• PROBLEM TO WORK ON:
All the data should be repeated exactly. Any image in it is left out.

===== INFORMATION PROVIDED

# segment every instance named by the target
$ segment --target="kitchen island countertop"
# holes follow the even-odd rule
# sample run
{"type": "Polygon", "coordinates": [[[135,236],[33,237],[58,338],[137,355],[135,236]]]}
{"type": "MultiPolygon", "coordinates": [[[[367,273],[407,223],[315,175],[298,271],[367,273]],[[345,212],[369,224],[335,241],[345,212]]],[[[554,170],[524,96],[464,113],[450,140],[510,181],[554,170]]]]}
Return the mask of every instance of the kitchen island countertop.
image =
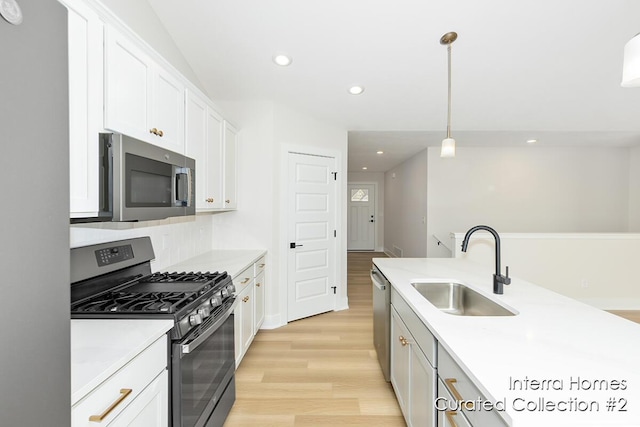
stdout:
{"type": "Polygon", "coordinates": [[[520,280],[517,272],[495,295],[493,266],[373,261],[487,400],[504,403],[510,425],[640,426],[639,324],[520,280]],[[411,286],[420,279],[463,283],[518,314],[444,313],[411,286]]]}

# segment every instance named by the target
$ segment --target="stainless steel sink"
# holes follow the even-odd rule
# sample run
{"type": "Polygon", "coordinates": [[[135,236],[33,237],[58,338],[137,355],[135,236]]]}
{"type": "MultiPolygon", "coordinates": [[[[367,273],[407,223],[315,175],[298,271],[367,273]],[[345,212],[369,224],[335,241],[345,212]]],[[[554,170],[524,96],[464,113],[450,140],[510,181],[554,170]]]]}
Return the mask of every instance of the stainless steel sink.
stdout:
{"type": "Polygon", "coordinates": [[[516,313],[456,282],[411,284],[437,309],[456,316],[515,316],[516,313]]]}

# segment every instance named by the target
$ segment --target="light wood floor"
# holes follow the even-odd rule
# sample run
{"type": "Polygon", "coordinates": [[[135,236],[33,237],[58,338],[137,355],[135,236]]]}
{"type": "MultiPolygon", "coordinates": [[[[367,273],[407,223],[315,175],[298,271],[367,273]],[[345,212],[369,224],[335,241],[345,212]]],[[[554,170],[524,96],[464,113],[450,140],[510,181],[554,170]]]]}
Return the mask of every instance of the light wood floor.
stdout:
{"type": "Polygon", "coordinates": [[[225,427],[406,425],[373,349],[369,269],[384,256],[348,254],[348,310],[258,332],[225,427]]]}

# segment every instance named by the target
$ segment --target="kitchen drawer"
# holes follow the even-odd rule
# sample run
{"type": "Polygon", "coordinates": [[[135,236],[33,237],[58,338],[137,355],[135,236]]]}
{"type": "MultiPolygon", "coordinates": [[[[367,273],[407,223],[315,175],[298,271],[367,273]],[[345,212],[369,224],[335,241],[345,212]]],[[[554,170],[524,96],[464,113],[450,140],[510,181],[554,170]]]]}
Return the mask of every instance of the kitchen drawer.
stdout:
{"type": "MultiPolygon", "coordinates": [[[[473,383],[473,381],[471,381],[462,368],[440,344],[438,344],[438,376],[442,380],[439,385],[446,387],[446,390],[453,397],[457,397],[457,394],[459,393],[462,400],[465,401],[477,402],[478,399],[480,399],[481,402],[484,402],[487,400],[486,396],[480,392],[480,389],[473,383]],[[455,382],[453,384],[448,384],[447,380],[453,380],[455,382]]],[[[479,409],[470,411],[463,407],[463,412],[470,424],[473,426],[498,427],[508,425],[496,410],[486,411],[479,409]]]]}
{"type": "Polygon", "coordinates": [[[253,265],[245,268],[240,274],[233,278],[233,284],[236,287],[236,293],[239,294],[244,288],[251,285],[253,280],[253,265]]]}
{"type": "Polygon", "coordinates": [[[264,268],[267,266],[265,262],[265,257],[261,257],[258,261],[253,264],[253,276],[258,277],[260,273],[264,272],[264,268]]]}
{"type": "Polygon", "coordinates": [[[441,379],[438,379],[438,401],[436,402],[436,413],[438,414],[438,427],[472,427],[462,411],[457,408],[455,399],[449,393],[441,379]],[[440,410],[438,408],[446,408],[440,410]]]}
{"type": "Polygon", "coordinates": [[[432,366],[438,367],[436,364],[436,346],[437,341],[431,334],[426,325],[416,316],[413,309],[405,302],[398,292],[391,288],[391,305],[396,309],[404,323],[407,325],[409,332],[415,338],[416,343],[429,360],[432,366]]]}
{"type": "Polygon", "coordinates": [[[108,425],[167,368],[167,349],[167,336],[164,335],[89,392],[71,408],[71,425],[95,427],[99,424],[90,421],[89,417],[106,413],[120,401],[104,417],[102,425],[108,425]],[[126,390],[131,392],[127,394],[126,390]]]}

==========

• SOLUTION FOR THIS PROBLEM:
# segment every instance named by the target
$ segment --target="kitchen island countertop"
# holes follow the even-odd rule
# sample run
{"type": "Polygon", "coordinates": [[[135,236],[33,237],[58,338],[137,355],[135,236]]]}
{"type": "MultiPolygon", "coordinates": [[[[367,273],[407,223],[315,175],[298,271],[367,273]],[[345,212],[369,224],[335,241],[345,212]]],[[[554,170],[524,96],[464,113],[450,140],[510,181],[554,170]]]]}
Return the mask of every instance of the kitchen island countertop.
image =
stdout:
{"type": "Polygon", "coordinates": [[[520,280],[517,272],[495,295],[493,266],[373,261],[487,400],[504,403],[510,425],[640,426],[639,324],[520,280]],[[411,286],[420,279],[463,283],[518,314],[444,313],[411,286]]]}

# segment every instance named by the target
$ segment --target="stainless steel sink"
# holes follow the even-odd rule
# sample run
{"type": "Polygon", "coordinates": [[[135,236],[33,237],[58,338],[137,355],[135,236]]]}
{"type": "MultiPolygon", "coordinates": [[[[367,273],[407,223],[315,175],[298,271],[367,273]],[[345,212],[369,224],[335,241],[345,212]]],[[[554,170],[524,96],[464,113],[450,140],[510,181],[554,170]]]]}
Return the mask of every instance of the stainless steel sink.
stdout:
{"type": "Polygon", "coordinates": [[[516,313],[456,282],[411,284],[437,309],[456,316],[515,316],[516,313]]]}

# segment every instance named by the target
$ segment --target="light wood floor"
# holes follow the even-odd rule
# sample run
{"type": "Polygon", "coordinates": [[[135,236],[33,237],[58,338],[137,355],[135,236]]]}
{"type": "MultiPolygon", "coordinates": [[[[367,273],[407,223],[315,175],[298,271],[367,273]],[[345,212],[369,224],[335,241],[345,212]]],[[[554,170],[524,96],[464,113],[450,140],[510,181],[554,170]]]]}
Return the mask of every instance of the light wood floor.
stdout:
{"type": "Polygon", "coordinates": [[[225,427],[406,425],[373,349],[369,269],[384,256],[348,254],[348,310],[258,332],[225,427]]]}

# segment every instance named by the target
$ segment --target="kitchen drawer"
# holes follow the even-odd rule
# sample run
{"type": "Polygon", "coordinates": [[[135,236],[33,237],[58,338],[137,355],[135,236]]]}
{"type": "MultiPolygon", "coordinates": [[[[367,273],[407,223],[315,175],[298,271],[367,273]],[[345,212],[369,224],[335,241],[345,212]]],[[[554,170],[524,96],[464,113],[450,140],[510,181],[554,170]]]]}
Return the mask of every instance of the kitchen drawer.
stdout:
{"type": "MultiPolygon", "coordinates": [[[[473,383],[473,381],[471,381],[462,368],[440,344],[438,344],[438,376],[442,380],[439,385],[446,387],[446,390],[453,397],[457,397],[457,394],[459,393],[462,400],[465,401],[477,402],[478,399],[480,399],[481,402],[484,402],[487,400],[486,396],[480,392],[480,389],[473,383]],[[455,382],[453,384],[448,384],[447,380],[453,380],[455,382]]],[[[479,409],[470,411],[463,407],[463,412],[470,424],[473,426],[498,427],[508,425],[496,410],[486,411],[479,409]]]]}
{"type": "Polygon", "coordinates": [[[253,265],[245,268],[240,274],[233,278],[233,284],[236,287],[236,293],[239,294],[244,288],[251,285],[253,280],[253,265]]]}
{"type": "Polygon", "coordinates": [[[264,268],[267,266],[265,262],[265,257],[261,257],[258,261],[253,264],[253,276],[258,277],[260,273],[264,272],[264,268]]]}
{"type": "Polygon", "coordinates": [[[441,379],[438,379],[438,401],[436,402],[436,413],[438,414],[438,427],[472,427],[462,411],[457,408],[455,399],[449,393],[441,379]],[[440,410],[438,408],[446,408],[440,410]]]}
{"type": "Polygon", "coordinates": [[[432,366],[438,367],[436,364],[436,346],[437,341],[431,334],[426,325],[416,316],[413,309],[405,302],[398,292],[391,288],[391,305],[396,309],[404,323],[407,325],[409,332],[415,338],[416,343],[429,360],[432,366]]]}
{"type": "Polygon", "coordinates": [[[108,425],[167,368],[167,349],[167,336],[164,335],[89,392],[71,408],[71,425],[95,427],[99,424],[90,421],[89,417],[106,413],[120,401],[104,417],[102,425],[108,425]],[[126,390],[131,392],[127,394],[126,390]]]}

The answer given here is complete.